*What you have to do:*
Could you repeat all of the entries below, character for character?

*Provided entries:*
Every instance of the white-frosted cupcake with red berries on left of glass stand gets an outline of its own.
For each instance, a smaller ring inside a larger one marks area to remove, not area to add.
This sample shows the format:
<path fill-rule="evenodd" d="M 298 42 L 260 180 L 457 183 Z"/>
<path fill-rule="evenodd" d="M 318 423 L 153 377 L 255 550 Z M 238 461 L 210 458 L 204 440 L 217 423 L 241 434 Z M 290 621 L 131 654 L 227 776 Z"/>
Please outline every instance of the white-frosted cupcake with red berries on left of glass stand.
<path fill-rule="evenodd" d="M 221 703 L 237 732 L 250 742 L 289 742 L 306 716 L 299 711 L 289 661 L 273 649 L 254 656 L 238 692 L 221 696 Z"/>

*Response to this task:*
Every instance of the white-frosted cupcake with red berries on left of glass stand gets an outline of its own.
For each instance, a smaller ring inside a larger one marks area to remove, not area to add.
This sample shows the format:
<path fill-rule="evenodd" d="M 298 42 L 260 180 L 457 183 Z"/>
<path fill-rule="evenodd" d="M 318 423 L 153 377 L 255 550 Z M 238 461 L 210 458 L 204 440 L 217 423 L 241 434 Z M 290 621 L 131 654 L 227 776 Z"/>
Please outline every instance of the white-frosted cupcake with red berries on left of glass stand.
<path fill-rule="evenodd" d="M 221 703 L 237 732 L 250 742 L 289 742 L 306 716 L 299 711 L 289 661 L 273 649 L 254 656 L 238 692 L 221 696 Z"/>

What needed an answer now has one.